AIM OF THE EXERCISE =>
Starting from the line containing "of the crowd", write out the rest of the entries exactly, through the final line, including nothing else.

---------- THE DATA

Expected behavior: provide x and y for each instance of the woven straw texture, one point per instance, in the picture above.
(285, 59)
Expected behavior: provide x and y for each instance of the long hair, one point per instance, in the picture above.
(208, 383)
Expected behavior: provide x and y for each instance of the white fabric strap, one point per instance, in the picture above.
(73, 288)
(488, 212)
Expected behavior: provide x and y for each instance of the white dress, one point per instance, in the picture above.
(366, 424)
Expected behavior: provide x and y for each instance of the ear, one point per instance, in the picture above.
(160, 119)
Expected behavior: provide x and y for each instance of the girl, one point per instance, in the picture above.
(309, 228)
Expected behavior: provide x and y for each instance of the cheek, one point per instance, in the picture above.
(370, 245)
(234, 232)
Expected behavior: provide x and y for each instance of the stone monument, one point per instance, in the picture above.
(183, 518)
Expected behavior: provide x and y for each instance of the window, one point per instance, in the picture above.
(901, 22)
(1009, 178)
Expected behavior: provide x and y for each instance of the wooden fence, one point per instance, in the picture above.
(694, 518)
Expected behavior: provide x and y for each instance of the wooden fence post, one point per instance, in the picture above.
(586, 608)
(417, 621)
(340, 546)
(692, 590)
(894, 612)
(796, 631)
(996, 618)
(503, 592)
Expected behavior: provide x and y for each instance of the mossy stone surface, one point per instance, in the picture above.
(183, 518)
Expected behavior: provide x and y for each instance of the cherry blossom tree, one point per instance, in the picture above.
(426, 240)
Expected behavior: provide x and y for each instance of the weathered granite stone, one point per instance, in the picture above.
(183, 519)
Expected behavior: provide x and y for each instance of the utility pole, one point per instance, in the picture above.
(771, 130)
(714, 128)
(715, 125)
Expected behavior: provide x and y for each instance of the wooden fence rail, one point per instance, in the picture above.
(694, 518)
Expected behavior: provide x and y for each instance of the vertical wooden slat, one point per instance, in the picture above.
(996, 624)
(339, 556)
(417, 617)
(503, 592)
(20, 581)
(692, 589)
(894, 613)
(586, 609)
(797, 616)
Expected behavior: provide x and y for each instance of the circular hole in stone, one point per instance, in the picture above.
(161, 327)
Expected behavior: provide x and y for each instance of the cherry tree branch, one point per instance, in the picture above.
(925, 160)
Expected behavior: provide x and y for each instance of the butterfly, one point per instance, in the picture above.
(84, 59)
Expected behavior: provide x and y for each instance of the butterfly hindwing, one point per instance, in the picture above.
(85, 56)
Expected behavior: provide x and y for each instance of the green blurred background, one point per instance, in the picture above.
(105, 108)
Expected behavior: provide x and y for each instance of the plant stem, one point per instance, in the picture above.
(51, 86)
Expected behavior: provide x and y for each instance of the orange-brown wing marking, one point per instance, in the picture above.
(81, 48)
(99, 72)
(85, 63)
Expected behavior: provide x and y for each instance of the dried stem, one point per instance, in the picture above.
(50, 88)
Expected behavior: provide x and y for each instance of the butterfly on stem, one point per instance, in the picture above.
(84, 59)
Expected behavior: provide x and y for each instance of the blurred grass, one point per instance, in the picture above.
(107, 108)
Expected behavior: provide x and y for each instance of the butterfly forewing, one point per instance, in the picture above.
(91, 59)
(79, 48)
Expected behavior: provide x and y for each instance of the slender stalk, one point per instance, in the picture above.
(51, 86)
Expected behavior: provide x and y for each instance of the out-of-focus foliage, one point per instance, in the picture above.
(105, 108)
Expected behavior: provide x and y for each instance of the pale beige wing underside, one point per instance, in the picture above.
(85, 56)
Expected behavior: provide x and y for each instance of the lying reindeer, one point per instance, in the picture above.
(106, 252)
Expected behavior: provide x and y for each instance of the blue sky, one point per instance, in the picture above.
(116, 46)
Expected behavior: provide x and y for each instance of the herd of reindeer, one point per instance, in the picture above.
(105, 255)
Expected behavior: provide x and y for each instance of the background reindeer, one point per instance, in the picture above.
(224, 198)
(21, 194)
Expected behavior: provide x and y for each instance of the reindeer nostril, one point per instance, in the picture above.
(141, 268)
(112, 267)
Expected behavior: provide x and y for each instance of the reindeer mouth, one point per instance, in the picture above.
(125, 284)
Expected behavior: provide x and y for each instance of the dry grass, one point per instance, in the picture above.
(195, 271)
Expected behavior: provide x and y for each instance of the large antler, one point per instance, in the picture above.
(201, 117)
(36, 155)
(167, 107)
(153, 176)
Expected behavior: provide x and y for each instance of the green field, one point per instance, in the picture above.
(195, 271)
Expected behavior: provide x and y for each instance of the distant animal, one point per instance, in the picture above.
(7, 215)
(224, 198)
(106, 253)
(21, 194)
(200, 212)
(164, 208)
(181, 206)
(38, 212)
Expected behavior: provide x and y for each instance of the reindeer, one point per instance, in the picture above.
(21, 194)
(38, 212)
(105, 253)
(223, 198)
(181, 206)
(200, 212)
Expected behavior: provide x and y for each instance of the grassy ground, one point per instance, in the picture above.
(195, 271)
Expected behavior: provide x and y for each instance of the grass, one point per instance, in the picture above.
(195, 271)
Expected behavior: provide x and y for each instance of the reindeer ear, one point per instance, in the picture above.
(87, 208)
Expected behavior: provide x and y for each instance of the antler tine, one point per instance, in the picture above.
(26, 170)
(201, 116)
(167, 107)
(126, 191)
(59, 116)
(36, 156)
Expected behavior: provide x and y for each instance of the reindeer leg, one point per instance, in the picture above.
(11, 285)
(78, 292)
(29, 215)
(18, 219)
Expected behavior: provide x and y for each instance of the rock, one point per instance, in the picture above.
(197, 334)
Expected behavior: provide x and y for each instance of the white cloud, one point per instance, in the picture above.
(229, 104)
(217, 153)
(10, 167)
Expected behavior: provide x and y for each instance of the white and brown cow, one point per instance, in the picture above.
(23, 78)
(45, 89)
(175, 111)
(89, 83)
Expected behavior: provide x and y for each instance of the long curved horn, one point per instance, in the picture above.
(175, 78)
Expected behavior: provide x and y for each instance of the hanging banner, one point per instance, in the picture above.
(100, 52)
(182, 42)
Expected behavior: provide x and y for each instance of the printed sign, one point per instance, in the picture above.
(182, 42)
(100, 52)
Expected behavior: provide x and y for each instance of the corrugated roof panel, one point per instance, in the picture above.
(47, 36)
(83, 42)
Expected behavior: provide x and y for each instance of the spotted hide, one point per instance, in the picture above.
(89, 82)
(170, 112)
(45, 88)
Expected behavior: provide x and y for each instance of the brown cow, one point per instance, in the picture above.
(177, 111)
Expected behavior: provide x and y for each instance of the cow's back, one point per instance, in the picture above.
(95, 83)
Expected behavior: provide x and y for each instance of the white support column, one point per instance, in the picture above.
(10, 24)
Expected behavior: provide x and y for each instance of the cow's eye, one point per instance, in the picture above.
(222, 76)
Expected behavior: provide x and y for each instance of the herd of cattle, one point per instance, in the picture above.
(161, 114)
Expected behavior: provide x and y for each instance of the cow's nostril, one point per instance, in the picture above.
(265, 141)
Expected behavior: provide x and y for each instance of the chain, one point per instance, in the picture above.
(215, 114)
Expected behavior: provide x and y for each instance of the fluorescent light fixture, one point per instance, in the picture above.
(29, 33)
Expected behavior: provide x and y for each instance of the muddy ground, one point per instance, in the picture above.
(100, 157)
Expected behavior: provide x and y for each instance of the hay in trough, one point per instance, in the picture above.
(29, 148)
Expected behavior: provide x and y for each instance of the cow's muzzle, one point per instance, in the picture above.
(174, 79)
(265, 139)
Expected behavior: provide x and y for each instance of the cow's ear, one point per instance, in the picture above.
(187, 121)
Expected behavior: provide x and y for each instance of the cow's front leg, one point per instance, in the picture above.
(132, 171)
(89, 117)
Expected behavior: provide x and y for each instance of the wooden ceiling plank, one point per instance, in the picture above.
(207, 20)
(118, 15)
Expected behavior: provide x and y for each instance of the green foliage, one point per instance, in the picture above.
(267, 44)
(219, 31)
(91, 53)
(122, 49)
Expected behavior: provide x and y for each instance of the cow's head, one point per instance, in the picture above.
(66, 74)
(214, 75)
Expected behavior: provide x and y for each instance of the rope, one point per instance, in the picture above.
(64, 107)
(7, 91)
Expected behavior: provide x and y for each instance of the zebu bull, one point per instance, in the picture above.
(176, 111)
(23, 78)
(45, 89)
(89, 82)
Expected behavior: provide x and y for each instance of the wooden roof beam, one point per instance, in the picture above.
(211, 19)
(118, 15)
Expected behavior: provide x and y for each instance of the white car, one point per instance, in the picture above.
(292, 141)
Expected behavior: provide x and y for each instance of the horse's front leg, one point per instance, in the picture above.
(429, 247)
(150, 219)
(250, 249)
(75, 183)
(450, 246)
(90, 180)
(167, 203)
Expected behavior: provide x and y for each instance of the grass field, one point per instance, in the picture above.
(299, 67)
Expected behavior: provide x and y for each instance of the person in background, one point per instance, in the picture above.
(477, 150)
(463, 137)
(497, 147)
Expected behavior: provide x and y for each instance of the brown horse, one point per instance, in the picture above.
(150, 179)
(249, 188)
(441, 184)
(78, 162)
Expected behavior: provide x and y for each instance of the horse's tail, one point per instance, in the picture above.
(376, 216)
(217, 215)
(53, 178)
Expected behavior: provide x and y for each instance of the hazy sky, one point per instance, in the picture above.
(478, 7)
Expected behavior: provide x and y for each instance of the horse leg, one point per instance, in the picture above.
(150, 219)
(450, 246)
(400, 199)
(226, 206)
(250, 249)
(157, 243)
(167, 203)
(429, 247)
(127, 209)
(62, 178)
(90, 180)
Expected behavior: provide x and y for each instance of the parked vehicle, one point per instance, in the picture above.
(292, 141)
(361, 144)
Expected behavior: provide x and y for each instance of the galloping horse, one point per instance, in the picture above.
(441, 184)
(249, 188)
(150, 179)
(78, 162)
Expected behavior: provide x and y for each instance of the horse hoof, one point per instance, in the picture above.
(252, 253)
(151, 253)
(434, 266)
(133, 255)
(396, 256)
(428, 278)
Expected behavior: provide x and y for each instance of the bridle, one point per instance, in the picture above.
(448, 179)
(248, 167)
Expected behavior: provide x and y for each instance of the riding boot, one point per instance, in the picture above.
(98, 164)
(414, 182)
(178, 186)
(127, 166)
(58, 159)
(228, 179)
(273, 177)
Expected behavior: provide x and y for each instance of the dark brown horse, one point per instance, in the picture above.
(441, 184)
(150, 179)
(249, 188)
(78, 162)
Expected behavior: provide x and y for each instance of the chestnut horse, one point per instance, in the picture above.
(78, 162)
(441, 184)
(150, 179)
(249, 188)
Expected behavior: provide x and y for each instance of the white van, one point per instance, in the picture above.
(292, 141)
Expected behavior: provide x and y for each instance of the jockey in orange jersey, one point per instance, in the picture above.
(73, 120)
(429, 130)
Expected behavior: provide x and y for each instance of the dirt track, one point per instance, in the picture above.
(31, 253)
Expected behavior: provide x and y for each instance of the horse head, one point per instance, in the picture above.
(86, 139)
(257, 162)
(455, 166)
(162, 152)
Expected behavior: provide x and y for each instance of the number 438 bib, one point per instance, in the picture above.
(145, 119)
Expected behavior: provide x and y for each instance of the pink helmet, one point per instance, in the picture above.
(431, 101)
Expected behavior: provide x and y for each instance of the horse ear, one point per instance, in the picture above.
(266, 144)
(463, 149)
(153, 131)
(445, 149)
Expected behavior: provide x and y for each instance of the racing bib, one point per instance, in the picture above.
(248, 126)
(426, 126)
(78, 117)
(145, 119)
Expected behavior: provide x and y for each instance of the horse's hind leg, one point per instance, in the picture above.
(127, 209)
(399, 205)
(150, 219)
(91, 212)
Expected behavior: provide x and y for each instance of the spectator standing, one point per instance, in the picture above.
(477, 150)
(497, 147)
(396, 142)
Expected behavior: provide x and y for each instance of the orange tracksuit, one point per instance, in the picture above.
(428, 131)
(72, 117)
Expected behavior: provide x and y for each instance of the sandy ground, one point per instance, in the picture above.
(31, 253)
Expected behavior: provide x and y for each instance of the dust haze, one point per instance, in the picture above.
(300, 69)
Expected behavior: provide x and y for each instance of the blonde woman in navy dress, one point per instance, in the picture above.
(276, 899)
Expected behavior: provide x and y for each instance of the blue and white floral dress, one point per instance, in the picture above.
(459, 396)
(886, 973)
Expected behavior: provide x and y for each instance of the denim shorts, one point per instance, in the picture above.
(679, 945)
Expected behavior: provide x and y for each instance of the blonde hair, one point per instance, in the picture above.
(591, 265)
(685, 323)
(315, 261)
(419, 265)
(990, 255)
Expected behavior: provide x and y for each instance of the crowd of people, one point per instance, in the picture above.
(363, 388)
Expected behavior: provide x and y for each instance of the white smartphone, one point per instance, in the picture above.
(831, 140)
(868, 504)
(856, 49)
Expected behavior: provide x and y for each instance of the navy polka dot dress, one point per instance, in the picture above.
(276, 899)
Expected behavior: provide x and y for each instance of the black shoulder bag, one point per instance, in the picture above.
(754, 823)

--------------------

COMPLETED EXERCISE =>
Expected behavior: provide x and y for each instance of the crowd of people, one point per instance, in the picture above.
(363, 388)
Expected behavior: provide x and y for each instance of the white smartphone, one point per instance, in the picture above.
(831, 140)
(868, 504)
(856, 49)
Expected behavior: provide x and y for each instance of the navy polka dot dress, one point per instance, in the picture above.
(276, 899)
Expected behavior: provide x and y for each instance of the black shoulder bag, one point per instance, in the picture above.
(754, 823)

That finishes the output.